Seen all mine perfectly clear with my naked eyes... lol

A few of us reported it on some website... don't remember right now which one it was.



You saw something so rare and amazing yet you forget the details of a website, or is it because you have seen so many you have become quite blase? I envy your experience.


There was like 20 or so people there at the intersection... all 4 lanes stopped and people got out to look.

I forgot the details of the website because it was something I looked up in 2009 to report UFO sightings on and at least I had some crappy pictures, so put a report in later that day.

This was the least remarkable of my sightings.

It was metallic spheres in a diamond formation... 9 of them in a 1 2 3 2 1 formation.

It appeared that they were rotating, but I could not tell which direction they were rotating... just that they seemed silver and were rotating because they reflected the clouds.

* Record set:
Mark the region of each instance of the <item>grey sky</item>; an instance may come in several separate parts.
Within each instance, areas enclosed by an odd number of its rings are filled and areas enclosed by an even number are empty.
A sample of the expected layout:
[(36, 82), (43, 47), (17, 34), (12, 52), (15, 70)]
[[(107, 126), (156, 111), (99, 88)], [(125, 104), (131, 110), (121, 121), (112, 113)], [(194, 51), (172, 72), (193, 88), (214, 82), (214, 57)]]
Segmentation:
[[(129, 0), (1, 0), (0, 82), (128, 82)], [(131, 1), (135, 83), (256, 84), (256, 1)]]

* Set tasks:
1 – Answer these from the UFO sighting posts, one line each:
(a) About how many people were at the intersection?
(b) How many spheres were there, and in what formation?
(c) In what year did the writer look up the website to report the sighting?
2 – Return everything in the UFO sighting posts from "I forgot the" down to "2 1 formation.", word for word.
3 – Resume the UFO sighting posts after their final sentence and carry them on.

* Solved problems:
1 –
(a) About 20 people.
(b) Nine metallic spheres, in a diamond formation arranged 1 2 3 2 1.
(c) 2009.

2 –
I forgot the details of the website because it was something I looked up in 2009 to report UFO sightings on and at least I had some crappy pictures, so put a report in later that day.

This was the least remarkable of my sightings.

It was metallic spheres in a diamond formation... 9 of them in a 1 2 3 2 1 formation.

3 –
I also could not tell how big they were... they were in the sky above a road that stretched probably 50 miles and you could see most of the road... I had no reference point.

We all were taking pictures and talking about it but we were also blocking a major intersection... so we said our goodbyes and got back in our cars and left after the spheres all shot upwards and were gone.

So what was there really to report?

Shiny things in a formation, no idea on the size or anything and they left.

The whole thing probably from start to finish was maybe 4 minutes.

I chalked it up to yet another thing I can't explain and won't know the answer to and went to work.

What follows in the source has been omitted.